■ **Set problem**:
Arrange all of the entries below as a numbered list without blank lines, and leave the pictures out.

— START OF Supplied records —

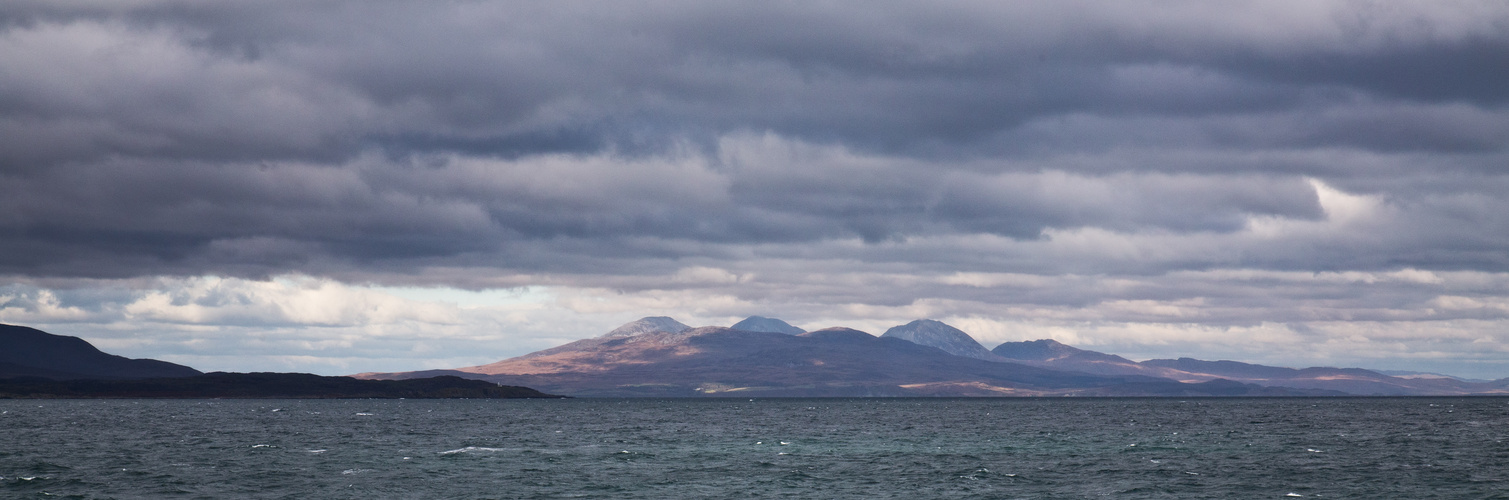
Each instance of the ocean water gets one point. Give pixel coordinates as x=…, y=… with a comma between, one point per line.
x=1405, y=447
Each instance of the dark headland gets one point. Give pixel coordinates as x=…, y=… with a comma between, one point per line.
x=36, y=364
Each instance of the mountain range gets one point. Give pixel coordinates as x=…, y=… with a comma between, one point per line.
x=768, y=357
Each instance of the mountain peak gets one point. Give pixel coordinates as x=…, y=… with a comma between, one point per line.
x=1043, y=349
x=937, y=334
x=645, y=325
x=759, y=324
x=33, y=352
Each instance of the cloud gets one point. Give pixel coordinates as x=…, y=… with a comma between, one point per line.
x=1141, y=175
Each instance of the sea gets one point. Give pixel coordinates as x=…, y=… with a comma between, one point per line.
x=1321, y=447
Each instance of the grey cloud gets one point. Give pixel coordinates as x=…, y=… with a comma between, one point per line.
x=264, y=138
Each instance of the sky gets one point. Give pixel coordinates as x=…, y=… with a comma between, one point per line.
x=382, y=186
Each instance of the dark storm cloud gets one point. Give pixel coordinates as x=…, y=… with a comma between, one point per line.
x=254, y=138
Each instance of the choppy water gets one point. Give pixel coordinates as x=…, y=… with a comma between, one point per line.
x=767, y=447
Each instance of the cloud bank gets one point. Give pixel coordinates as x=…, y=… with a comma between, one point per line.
x=1290, y=183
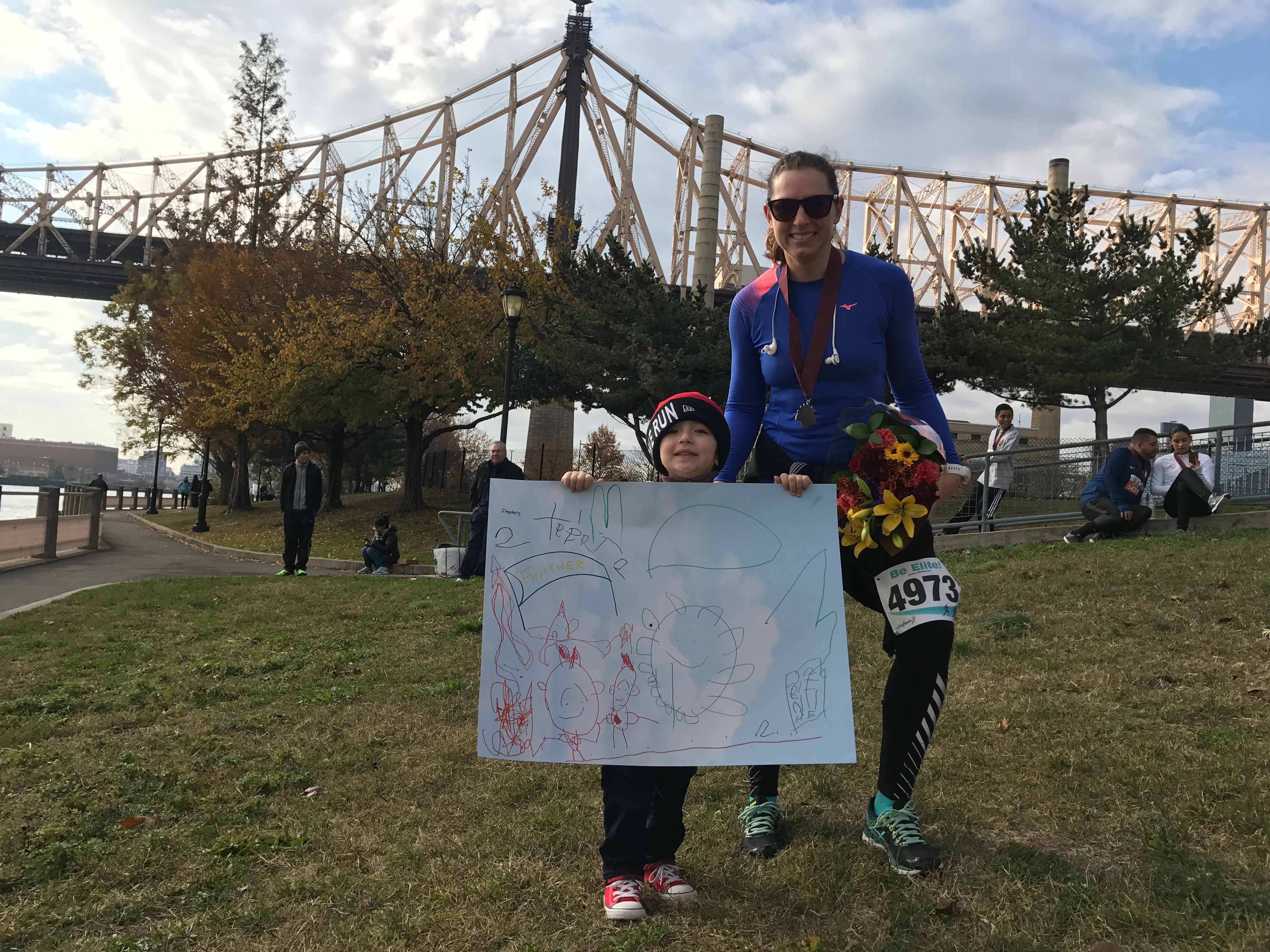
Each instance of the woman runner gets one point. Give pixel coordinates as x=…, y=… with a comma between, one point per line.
x=839, y=353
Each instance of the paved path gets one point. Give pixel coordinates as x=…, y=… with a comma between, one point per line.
x=136, y=552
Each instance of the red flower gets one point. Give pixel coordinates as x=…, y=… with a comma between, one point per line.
x=926, y=471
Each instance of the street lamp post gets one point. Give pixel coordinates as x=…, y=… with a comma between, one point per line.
x=513, y=303
x=201, y=525
x=154, y=490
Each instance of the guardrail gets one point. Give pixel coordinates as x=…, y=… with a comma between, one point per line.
x=1047, y=480
x=64, y=520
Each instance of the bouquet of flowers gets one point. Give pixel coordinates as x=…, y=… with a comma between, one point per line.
x=891, y=484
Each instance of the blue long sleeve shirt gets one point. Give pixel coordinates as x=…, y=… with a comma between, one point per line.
x=877, y=342
x=1117, y=475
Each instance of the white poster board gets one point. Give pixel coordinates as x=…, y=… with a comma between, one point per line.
x=665, y=625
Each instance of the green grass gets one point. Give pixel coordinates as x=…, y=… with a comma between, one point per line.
x=338, y=534
x=1100, y=772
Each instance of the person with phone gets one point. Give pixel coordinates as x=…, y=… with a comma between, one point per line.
x=1185, y=480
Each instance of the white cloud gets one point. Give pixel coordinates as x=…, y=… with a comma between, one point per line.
x=1175, y=20
x=30, y=48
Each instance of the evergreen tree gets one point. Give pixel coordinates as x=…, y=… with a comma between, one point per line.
x=1071, y=316
x=261, y=124
x=614, y=339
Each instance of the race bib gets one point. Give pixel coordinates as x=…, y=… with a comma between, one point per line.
x=915, y=593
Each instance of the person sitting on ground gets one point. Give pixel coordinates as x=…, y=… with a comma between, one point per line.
x=1112, y=501
x=381, y=551
x=1185, y=479
x=689, y=439
x=986, y=494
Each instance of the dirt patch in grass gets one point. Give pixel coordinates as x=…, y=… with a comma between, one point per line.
x=1127, y=798
x=338, y=534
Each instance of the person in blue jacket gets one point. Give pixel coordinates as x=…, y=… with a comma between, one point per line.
x=796, y=384
x=1112, y=501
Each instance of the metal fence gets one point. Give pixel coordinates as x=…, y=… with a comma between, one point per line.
x=1048, y=479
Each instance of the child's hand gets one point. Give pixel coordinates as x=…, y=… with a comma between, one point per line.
x=794, y=484
x=577, y=482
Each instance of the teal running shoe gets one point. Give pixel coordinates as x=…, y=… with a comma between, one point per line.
x=898, y=835
x=760, y=829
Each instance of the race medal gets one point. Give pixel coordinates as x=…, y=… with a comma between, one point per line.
x=915, y=593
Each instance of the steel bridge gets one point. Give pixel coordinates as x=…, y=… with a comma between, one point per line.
x=69, y=229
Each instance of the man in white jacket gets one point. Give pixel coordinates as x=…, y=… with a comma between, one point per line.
x=1185, y=480
x=996, y=477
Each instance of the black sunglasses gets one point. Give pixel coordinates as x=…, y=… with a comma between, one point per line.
x=787, y=209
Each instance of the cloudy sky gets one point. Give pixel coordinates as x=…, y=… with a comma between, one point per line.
x=1146, y=94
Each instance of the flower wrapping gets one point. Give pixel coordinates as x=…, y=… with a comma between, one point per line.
x=891, y=484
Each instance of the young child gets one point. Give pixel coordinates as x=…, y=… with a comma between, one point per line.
x=644, y=805
x=380, y=552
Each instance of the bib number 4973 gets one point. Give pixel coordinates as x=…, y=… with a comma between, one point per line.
x=916, y=593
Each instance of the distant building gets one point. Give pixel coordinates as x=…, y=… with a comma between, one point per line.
x=58, y=461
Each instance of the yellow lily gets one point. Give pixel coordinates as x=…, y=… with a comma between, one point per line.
x=867, y=540
x=900, y=512
x=856, y=527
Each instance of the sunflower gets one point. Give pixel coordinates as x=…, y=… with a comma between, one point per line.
x=902, y=454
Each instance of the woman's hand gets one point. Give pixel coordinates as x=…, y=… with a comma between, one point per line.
x=949, y=484
x=794, y=484
x=577, y=480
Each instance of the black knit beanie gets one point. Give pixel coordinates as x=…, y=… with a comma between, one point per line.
x=688, y=407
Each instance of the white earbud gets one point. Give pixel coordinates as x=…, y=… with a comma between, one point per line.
x=834, y=337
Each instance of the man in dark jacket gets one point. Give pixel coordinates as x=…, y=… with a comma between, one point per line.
x=497, y=468
x=300, y=501
x=1112, y=501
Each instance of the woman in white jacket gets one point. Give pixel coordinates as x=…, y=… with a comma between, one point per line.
x=1185, y=480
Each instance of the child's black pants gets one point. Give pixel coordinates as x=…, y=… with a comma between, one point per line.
x=643, y=817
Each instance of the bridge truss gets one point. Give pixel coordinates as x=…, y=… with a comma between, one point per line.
x=97, y=216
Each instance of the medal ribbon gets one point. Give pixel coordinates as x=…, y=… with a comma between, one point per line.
x=811, y=369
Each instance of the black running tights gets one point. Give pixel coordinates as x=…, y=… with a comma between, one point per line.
x=915, y=690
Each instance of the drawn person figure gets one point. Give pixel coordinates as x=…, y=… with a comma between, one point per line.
x=620, y=717
x=838, y=353
x=689, y=440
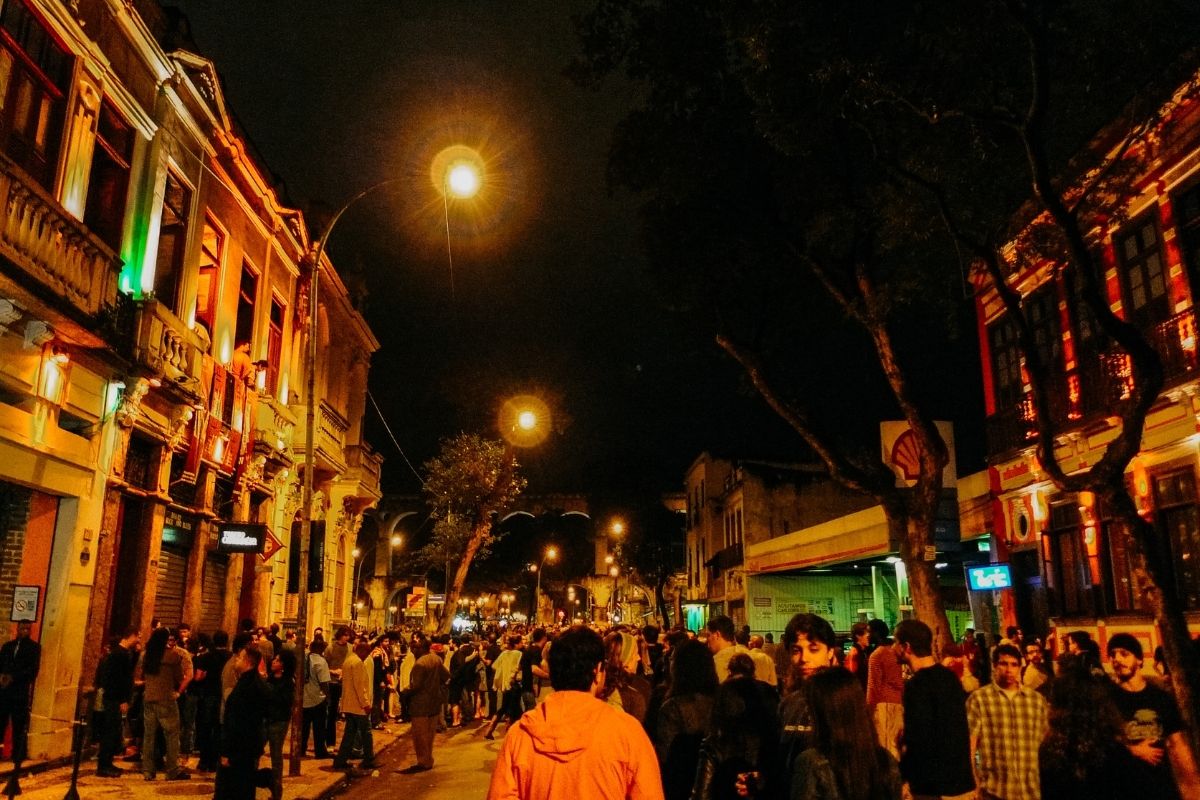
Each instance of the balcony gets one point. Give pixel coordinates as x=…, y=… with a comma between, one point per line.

— END OF Supplied records —

■ **Expected answer**:
1. Each instance of the ocean water gets one point. Give pixel coordinates as x=…, y=… with a comma between, one point per line.
2. x=1405, y=447
3. Each instance of the dark headland gets one point. Give pixel coordinates as x=…, y=… with a comma between, one point per line.
4. x=36, y=364
5. Each instance of the mountain range gets one point. Give pixel coordinates as x=…, y=… with a comma between, one point per line.
6. x=768, y=357
7. Each instance of the mountain peak gets one point. Give pixel coordinates as x=…, y=… with a comma between, one point per line.
8. x=1043, y=349
9. x=937, y=334
10. x=645, y=325
11. x=759, y=324
12. x=33, y=352
13. Each instance of the cloud gets one point. Give pixel coordinates as x=…, y=… with a comma between, one point per line.
14. x=1141, y=175
15. Each instance of the sea gets one point. Give pixel coordinates as x=…, y=… with a comma between, one point per line.
16. x=1321, y=447
17. Each instance of the grey cloud gets one point. Give pixel coordinates as x=…, y=… with a comma between, one point per line.
18. x=264, y=138
19. Each instance of the sky gets one point. Give pixel coordinates as x=…, y=… with a comma between, one point per line.
20. x=382, y=186
21. Each instance of the dark storm cloud gets one point. Give pixel coordinates as x=…, y=… with a comma between, one point per line.
22. x=254, y=138
23. Each instance of the choppy water gets one point. Give pixel coordinates as x=…, y=… with a comma between, one point per line.
24. x=767, y=447
25. Each instance of the cloud bank gets one point. Give pixel coordinates as x=…, y=… with a comma between, one point per line.
26. x=1290, y=183
27. Each instance of the woman runner gets one point. Give pixel coordinates as x=…, y=… with a comma between, one point per line.
28. x=839, y=353
29. Each instance of the paved path gets one point. Give pixel coordinates as x=…, y=… with a comma between, one point per line.
30. x=136, y=552
31. Each instance of the red flower gets one point. Give pixel coordinates as x=…, y=… with a comma between, one point per line.
32. x=926, y=471
33. Each instance of the street lamp post gets one point. Give pixel coordinates as x=…, y=… with a comma between, one point per line.
34. x=513, y=303
35. x=201, y=525
36. x=154, y=490
37. Each instance of the guardrail gets one point. Give pixel coordinates as x=…, y=… with a comma between, one point per line.
38. x=1047, y=480
39. x=64, y=520
40. Each instance of the bouquet of flowers gets one point. Give pixel coordinates as x=…, y=… with a comma between, one point per line.
41. x=891, y=484
42. Each instance of the blue long sleeve shirt gets one point. Give pixel coordinates as x=…, y=… with a comma between, one point per line.
43. x=877, y=342
44. x=1117, y=475
45. Each instance of the white poster board gets one point. Give pixel coordinates as x=…, y=… with a comma between, one point per line.
46. x=665, y=625
47. Each instance of the green grass gets one point. Give pixel coordinates as x=…, y=… with a comma between, one point per line.
48. x=338, y=534
49. x=1100, y=772
50. Each instance of the person with phone gets one point. Give pixel coordinates as x=…, y=… with a comma between, one point per line.
51. x=1185, y=480
52. Each instance of the white cloud gets one point. Give pixel coordinates as x=…, y=… with a comma between, one point per line.
53. x=1175, y=20
54. x=30, y=48
55. Each instance of the evergreen tree gets one point. Give pixel coordinates as x=…, y=… with a comma between, one point per line.
56. x=1071, y=316
57. x=261, y=124
58. x=614, y=339
59. Each instance of the race bib gets one point. Give pixel coordinates as x=…, y=… with a comma between, one point per line.
60. x=915, y=593
61. Each instance of the person sitting on ground gets one point. Give pixel coordinates as x=…, y=… with a comma between, one point per line.
62. x=1112, y=501
63. x=381, y=551
64. x=1185, y=479
65. x=689, y=439
66. x=986, y=494
67. Each instance of the dirt patch in grass gets one point. Give pixel coordinates as x=…, y=… with a comma between, one point per line.
68. x=1127, y=798
69. x=338, y=534
70. Each instance of the person in blue jacket gets one point. Give pixel coordinates as x=…, y=… with a comma between, one point per line.
71. x=796, y=384
72. x=1112, y=501
73. Each instance of the metal fence gets one point. Give pixel coordinates as x=…, y=… with a comma between, one point per line.
74. x=1048, y=479
75. Each instance of the child's hand gets one point. Give pixel coordinates as x=…, y=… with a comma between, one point per line.
76. x=794, y=484
77. x=577, y=482
78. Each instance of the teal running shoe gets one point. Give pixel coordinates as x=…, y=… with a comma between, one point per line.
79. x=898, y=835
80. x=760, y=829
81. Each instance of the race medal gets one point. Give pixel coordinates as x=…, y=… with a comma between, one point per line.
82. x=915, y=593
83. Each instance of the steel bridge gets one point. Give pixel coordinates as x=…, y=… with a comma between, one point per line.
84. x=69, y=229
85. Each instance of the man in white jacket gets one point. Give pixel coordinates as x=…, y=… with a comma between, one point per line.
86. x=1185, y=480
87. x=996, y=477
88. Each instance of the black sunglasses gets one point. Give pixel coordinates as x=…, y=… with a comma between, one point per line.
89. x=787, y=209
90. Each instance of the cloudy sky gets one point. Give pixel coordinates as x=…, y=… with a comma between, one point per line.
91. x=1146, y=94
92. Each instance of the flower wrapping gets one point. Give pixel coordinates as x=…, y=… with a comma between, one point per line.
93. x=891, y=484
94. Each instance of the young child gets one point. Give pixel coordinates as x=…, y=… with a comma between, one point per line.
95. x=644, y=805
96. x=380, y=552
97. Each instance of the bib number 4973 gets one point. Give pixel coordinates as x=…, y=… with a comma between, one point per line.
98. x=916, y=593
99. Each instance of the distant building gets one point. Give pixel coordinates as x=…, y=… with a comma between, one point per line.
100. x=58, y=461
101. Each instance of the yellow lily gets one point. Give pixel coordinates as x=…, y=… with a comma between, one point per line.
102. x=867, y=540
103. x=900, y=512
104. x=856, y=527
105. Each instance of the sunflower gets one point. Give pixel coordinates as x=…, y=… with a comma between, one point per line.
106. x=902, y=454
107. Each instance of the woman's hand gets one point. Give pixel coordinates as x=…, y=… with a comma between, one point per line.
108. x=949, y=484
109. x=794, y=484
110. x=577, y=480
111. Each instance of the black knit beanie gets one point. Give pixel coordinates as x=…, y=… with a comma between, one point per line.
112. x=688, y=407
113. Each instance of the white earbud gets one point. Give pixel coordinates as x=…, y=… with a comma between, one point per line.
114. x=834, y=337
115. Each instance of the man in dark jacket gets one point. Give pixel coordinates as x=…, y=… with a comma between, one point per line.
116. x=497, y=468
117. x=300, y=501
118. x=1112, y=501
119. Each instance of the woman in white jacket gets one point. Give pixel coordinates as x=…, y=… with a comma between, one point per line.
120. x=1185, y=480
121. Each instance of the child's black pants gets one point. Give pixel coordinates as x=…, y=… with a comma between, one point per line.
122. x=643, y=817
123. Each instance of the bridge truss gets one point. Give pixel coordinates as x=…, y=… with a comma between, one point per line.
124. x=97, y=216
125. Each instance of the medal ribbon gets one point. Give pixel coordinates as x=…, y=… with a comma between, one point per line.
126. x=811, y=369
127. Each instance of the black running tights gets one point. Give pixel coordinates as x=…, y=… with a comma between, one point per line.
128. x=915, y=690
129. Each instance of the drawn person figure gets one point. Give pixel coordinates as x=…, y=… with a comma between, one point per line.
130. x=620, y=717
131. x=838, y=353
132. x=689, y=440
133. Each instance of the balcony gets one point. Give pixel coordinates as x=…, y=… with a comma between, one point per line.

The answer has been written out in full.